## Task to complete
Give a verbatim repeat of the lines that run from the line containing "the duck's tail" to the end of the data below.

## Task material
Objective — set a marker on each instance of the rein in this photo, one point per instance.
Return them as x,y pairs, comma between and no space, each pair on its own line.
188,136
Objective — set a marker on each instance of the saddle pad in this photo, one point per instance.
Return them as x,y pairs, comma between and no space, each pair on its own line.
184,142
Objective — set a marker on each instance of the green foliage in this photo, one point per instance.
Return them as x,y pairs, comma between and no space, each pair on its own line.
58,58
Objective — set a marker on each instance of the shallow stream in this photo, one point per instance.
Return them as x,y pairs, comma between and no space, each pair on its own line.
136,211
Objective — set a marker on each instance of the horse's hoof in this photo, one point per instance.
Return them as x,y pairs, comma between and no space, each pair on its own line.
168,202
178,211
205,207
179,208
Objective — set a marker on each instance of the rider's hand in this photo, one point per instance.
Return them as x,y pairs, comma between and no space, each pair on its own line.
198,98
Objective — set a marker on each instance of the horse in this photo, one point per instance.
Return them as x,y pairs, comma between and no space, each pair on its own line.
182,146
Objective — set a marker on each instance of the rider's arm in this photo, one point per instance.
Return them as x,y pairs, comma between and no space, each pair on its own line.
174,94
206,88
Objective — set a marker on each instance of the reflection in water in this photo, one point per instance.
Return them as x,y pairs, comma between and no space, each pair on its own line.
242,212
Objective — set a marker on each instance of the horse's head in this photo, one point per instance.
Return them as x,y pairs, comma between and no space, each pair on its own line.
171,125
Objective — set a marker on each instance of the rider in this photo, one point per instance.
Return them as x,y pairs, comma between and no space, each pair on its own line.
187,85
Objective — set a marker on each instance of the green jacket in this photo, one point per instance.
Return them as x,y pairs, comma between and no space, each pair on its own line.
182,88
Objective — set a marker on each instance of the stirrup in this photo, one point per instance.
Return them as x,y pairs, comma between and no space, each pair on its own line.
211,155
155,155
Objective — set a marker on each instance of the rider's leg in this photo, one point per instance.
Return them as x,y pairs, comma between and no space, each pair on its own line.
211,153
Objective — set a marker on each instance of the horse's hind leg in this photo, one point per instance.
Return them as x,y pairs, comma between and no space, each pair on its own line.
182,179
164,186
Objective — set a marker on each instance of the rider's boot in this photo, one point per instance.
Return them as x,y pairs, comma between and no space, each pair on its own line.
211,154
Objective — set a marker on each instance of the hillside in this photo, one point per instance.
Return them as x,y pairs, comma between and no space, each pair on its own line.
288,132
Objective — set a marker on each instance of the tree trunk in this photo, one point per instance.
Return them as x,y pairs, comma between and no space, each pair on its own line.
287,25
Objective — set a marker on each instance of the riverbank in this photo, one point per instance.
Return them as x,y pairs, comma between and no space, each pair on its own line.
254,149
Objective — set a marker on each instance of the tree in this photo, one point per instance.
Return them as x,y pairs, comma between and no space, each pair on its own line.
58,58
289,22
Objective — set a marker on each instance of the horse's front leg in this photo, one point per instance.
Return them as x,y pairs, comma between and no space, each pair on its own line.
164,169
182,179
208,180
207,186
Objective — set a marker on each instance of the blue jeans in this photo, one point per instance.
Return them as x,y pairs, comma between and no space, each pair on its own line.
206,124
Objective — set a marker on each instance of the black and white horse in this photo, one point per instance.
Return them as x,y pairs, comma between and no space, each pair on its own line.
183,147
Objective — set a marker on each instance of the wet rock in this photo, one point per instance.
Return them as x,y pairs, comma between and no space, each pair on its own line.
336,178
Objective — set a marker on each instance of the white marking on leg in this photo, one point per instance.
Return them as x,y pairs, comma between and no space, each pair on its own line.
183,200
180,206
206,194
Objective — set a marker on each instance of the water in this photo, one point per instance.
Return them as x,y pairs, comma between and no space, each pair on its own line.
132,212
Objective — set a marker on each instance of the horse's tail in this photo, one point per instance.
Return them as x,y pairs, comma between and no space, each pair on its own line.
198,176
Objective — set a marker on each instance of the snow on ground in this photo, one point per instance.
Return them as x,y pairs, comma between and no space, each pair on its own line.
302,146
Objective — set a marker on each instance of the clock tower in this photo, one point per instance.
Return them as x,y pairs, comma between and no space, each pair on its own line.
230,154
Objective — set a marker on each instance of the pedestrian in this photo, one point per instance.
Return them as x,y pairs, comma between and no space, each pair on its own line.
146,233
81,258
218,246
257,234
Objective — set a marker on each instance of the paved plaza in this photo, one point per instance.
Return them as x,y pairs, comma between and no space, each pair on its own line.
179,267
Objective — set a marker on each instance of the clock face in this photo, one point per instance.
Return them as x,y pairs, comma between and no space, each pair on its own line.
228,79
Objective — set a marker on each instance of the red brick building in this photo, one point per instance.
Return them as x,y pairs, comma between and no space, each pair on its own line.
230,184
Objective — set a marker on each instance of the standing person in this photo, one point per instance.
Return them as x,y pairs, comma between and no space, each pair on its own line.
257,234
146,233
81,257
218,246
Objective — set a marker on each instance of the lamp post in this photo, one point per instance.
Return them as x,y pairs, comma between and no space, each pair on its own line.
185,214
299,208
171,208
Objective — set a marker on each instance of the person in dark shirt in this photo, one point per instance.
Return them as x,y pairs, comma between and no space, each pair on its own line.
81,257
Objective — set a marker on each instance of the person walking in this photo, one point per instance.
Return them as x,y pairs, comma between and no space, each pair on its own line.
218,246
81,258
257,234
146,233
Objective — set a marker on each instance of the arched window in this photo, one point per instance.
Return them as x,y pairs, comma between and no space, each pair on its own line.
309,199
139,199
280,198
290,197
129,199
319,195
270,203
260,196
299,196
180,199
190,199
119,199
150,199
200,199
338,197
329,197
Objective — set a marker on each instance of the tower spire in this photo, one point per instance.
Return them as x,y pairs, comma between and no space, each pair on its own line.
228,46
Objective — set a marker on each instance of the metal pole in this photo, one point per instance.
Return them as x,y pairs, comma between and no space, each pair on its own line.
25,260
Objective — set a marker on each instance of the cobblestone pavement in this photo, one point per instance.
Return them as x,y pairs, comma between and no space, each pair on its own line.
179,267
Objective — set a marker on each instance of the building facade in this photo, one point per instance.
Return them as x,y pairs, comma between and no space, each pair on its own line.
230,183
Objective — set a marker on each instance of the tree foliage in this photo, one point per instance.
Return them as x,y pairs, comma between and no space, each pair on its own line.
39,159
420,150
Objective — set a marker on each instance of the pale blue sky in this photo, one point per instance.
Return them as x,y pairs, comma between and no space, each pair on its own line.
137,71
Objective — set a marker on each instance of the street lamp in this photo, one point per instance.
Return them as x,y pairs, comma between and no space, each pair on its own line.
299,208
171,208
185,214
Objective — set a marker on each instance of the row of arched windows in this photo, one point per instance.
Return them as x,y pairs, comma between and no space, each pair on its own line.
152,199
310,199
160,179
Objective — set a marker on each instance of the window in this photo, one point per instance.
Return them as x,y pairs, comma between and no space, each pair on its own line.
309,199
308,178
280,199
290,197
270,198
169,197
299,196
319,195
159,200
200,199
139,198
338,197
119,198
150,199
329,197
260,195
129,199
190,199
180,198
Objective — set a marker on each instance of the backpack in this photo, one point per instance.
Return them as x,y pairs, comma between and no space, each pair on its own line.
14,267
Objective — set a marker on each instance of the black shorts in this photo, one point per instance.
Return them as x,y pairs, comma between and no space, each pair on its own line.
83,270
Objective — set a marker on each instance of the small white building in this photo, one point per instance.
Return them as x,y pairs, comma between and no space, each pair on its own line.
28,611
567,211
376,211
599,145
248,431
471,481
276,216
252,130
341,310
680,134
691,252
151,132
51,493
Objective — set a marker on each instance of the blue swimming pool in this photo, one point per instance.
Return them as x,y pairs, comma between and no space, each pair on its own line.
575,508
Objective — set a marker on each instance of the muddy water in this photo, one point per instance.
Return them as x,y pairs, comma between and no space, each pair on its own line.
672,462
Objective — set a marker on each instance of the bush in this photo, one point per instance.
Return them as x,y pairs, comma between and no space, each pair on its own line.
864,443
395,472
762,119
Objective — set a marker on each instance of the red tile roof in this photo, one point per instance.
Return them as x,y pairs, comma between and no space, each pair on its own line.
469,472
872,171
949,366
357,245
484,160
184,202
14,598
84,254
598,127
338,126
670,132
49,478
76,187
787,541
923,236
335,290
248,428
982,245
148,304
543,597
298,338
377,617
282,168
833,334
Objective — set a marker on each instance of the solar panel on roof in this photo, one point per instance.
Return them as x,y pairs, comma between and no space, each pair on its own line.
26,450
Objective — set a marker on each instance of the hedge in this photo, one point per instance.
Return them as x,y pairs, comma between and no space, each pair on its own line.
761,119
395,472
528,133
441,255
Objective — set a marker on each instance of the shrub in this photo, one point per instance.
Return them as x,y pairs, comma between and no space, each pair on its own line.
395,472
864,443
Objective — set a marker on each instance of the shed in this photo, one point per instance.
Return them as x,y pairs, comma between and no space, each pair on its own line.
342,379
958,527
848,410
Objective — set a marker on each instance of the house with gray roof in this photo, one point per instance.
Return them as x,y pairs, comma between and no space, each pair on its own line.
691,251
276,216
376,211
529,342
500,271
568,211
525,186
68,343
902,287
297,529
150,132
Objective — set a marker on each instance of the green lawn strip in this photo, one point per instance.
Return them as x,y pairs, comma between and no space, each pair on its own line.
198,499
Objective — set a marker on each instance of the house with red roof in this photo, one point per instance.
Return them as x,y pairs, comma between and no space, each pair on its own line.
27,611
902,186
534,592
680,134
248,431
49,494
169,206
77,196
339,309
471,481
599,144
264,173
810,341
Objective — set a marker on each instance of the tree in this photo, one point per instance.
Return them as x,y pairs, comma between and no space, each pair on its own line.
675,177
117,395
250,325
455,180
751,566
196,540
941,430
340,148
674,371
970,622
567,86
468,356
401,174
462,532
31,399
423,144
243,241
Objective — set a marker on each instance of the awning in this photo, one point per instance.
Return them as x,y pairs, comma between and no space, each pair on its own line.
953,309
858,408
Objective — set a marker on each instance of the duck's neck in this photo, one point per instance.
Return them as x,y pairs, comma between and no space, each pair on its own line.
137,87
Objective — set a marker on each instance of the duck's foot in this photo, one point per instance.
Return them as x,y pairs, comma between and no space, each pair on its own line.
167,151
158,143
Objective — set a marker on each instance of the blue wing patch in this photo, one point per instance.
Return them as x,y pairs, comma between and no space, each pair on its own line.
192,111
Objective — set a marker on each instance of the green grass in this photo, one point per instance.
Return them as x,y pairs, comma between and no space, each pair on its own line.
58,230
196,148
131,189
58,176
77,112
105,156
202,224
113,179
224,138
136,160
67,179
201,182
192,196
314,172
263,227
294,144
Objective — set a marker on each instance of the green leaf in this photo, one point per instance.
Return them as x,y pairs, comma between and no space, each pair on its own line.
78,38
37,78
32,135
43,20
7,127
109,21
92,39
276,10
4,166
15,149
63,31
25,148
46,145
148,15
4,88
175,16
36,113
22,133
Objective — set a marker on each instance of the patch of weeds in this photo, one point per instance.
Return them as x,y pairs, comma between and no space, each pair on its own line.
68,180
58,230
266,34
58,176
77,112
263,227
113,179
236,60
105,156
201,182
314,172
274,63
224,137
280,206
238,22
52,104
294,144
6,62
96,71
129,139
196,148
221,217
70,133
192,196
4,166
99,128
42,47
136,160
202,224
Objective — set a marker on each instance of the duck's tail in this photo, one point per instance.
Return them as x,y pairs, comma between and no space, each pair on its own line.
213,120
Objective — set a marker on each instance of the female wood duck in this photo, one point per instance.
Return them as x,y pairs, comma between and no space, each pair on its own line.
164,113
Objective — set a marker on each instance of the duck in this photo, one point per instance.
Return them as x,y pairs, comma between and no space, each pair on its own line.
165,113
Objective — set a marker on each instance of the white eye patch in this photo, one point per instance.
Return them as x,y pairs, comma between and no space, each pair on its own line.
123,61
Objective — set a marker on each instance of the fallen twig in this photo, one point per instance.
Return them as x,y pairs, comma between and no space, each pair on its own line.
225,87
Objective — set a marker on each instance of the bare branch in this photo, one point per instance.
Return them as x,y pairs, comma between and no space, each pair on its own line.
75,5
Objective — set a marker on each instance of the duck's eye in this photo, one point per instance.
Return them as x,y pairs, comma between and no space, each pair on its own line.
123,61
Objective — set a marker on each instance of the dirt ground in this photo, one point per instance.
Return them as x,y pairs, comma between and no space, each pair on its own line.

## Answer
Objective — set a marker on each instance of the duck's tail in this photo, one point per instance.
Return them as x,y pairs, comma between and no space, each pair on its own line.
213,120
Objective — set a marker on each instance of the female wood duck in this photo, one point per instance.
Return them as x,y pairs, comma between and no space, each pair on its own line.
164,113
Objective — set a marker on each instance of the duck in this photo, one point per instance.
Return them as x,y pairs, comma between and no space, each pair on its own line.
165,113
Objective — set a marker on each instance of the white eye patch in this photo, one point per instance.
Return them as x,y pairs, comma between and no space, each pair on its own line.
123,61
Objective — set a marker on each instance of the fallen twig in this photo, one point per instance.
Return them as x,y pairs, comma between and no space, each pair on its own line.
225,87
Objective — set a marker on each instance of the bare branch in this photo, one point per instance.
Return them as x,y pairs, comma between and no space, each pair on its own line.
75,5
Objective — set a marker on each instance of the duck's eye in this photo, one point per instance.
Return them as x,y pairs, comma between and no space, each pair on its own line.
123,61
Objective — set a marker on each instance of the dirt ground in this photo, one point per instance.
Return them as x,y pairs, comma between and no space, each pair on its own line.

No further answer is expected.